| REQUIREMENT |
Write out each record again exactly as it stands.

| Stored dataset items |

((

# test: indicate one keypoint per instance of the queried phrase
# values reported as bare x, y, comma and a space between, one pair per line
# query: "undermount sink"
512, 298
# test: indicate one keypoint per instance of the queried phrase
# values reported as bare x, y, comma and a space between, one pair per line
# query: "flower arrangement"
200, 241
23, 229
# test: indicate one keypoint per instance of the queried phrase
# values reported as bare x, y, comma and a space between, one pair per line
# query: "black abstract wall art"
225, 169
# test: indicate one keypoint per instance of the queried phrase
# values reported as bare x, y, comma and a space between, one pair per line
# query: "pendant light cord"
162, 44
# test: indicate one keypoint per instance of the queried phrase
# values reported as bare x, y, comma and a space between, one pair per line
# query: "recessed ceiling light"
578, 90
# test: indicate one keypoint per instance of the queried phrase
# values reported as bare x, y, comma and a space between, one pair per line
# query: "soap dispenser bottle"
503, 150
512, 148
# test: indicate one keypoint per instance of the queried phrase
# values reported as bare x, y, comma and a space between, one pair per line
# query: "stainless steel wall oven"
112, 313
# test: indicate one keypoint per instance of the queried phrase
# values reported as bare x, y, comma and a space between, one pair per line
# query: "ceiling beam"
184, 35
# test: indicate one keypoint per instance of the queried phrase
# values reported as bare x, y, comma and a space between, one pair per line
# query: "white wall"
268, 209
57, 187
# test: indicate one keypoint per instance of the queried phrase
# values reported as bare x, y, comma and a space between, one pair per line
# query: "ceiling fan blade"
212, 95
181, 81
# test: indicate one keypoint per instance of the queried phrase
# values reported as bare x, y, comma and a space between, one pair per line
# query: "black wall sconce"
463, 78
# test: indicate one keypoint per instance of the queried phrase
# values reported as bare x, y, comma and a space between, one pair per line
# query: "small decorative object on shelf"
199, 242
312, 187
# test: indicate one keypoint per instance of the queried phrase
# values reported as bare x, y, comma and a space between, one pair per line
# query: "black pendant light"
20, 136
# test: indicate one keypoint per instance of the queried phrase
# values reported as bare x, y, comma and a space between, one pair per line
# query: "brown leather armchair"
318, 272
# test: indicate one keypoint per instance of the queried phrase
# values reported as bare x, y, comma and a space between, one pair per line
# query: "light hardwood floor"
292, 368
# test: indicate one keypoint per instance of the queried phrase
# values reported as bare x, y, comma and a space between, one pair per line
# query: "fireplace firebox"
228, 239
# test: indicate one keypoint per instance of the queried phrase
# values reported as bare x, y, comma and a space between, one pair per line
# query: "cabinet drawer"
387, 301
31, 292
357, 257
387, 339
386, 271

))

| PROBLEM SOLUTION |
# test: indicate one keypoint per instance of the queried phrase
# values reported as bare x, y, comma and a space between, one pair per line
# query: "undermount sink"
512, 298
# test: indicate one keypoint per instance of the queried phrase
# values reported as bare x, y, comma and a space between, one pair per line
# query: "flower arrangement"
200, 241
23, 229
# test: indicate one keypoint per instance of the queried phrase
# values reported as bare x, y, comma and a space between, one pair per line
# query: "black abstract wall art"
225, 169
# test: indicate one keypoint per instance of the queried phrase
# values reported as bare x, y, comma and a space between, one pair per line
# query: "pendant light cord"
162, 44
# test: indicate one keypoint per instance of the queried phrase
# values reported as bare x, y, comma and a space between, one pair per line
# query: "recessed ceiling light"
578, 90
# test: indicate one keypoint per instance of the queried phrase
# values reported as bare x, y, comma and a space between, one pair per line
# query: "soap dispenser bottle"
503, 150
512, 148
# test: indicate one keypoint per instance of the queried phrase
# values reported as bare x, y, comma and a space between, one pair per line
# query: "stainless steel wall oven"
112, 313
# test: indicate one keypoint per instance of the queried phrase
# values reported as bare x, y, comma and a space between, one pair per line
# query: "ceiling beam"
184, 35
# test: indicate one keypoint per instance of the queried phrase
# values reported as bare x, y, comma and a space between, one pair per line
# query: "white wall"
268, 209
57, 187
# test: indicate one keypoint per instance of the queried phrase
# values reported as bare x, y, comma and a space between, one pair per line
# query: "ceiling fan blade"
212, 95
181, 81
# test: indicate one keypoint per instance of the queried phrase
# values reported as bare x, y, comma and a space between, one pair per line
# query: "black wall sconce"
463, 78
# test: indicate one keypoint per instance of the queried phrase
# values reported as bare x, y, comma and a space between, one pair per line
# query: "small decorative object on shelf"
199, 242
312, 187
# test: indicate one keypoint per instance of the queried phrase
# values reported as bare x, y, comma and a space between, one pair per line
# query: "black pendant light"
20, 136
# test: indicate one keypoint per instance of the queried phrase
# values reported as bare x, y, comma and a space between, one pair per line
# query: "brown leather armchair"
318, 272
# test: indicate one keypoint per instance of the queried phrase
# values reported as bare x, y, comma and a space between, one pair per line
# query: "light hardwood floor"
292, 368
# test: indicate one keypoint per instance of the queried phrase
# values reported as bare x, y, comma and a space between, one pair per line
# query: "fireplace firebox"
228, 239
# test: indicate one keypoint per instance of the queried phrase
# values reported as bare x, y, comma and a space between, one pair per line
# query: "cabinet drawer"
387, 301
31, 292
357, 257
387, 339
386, 271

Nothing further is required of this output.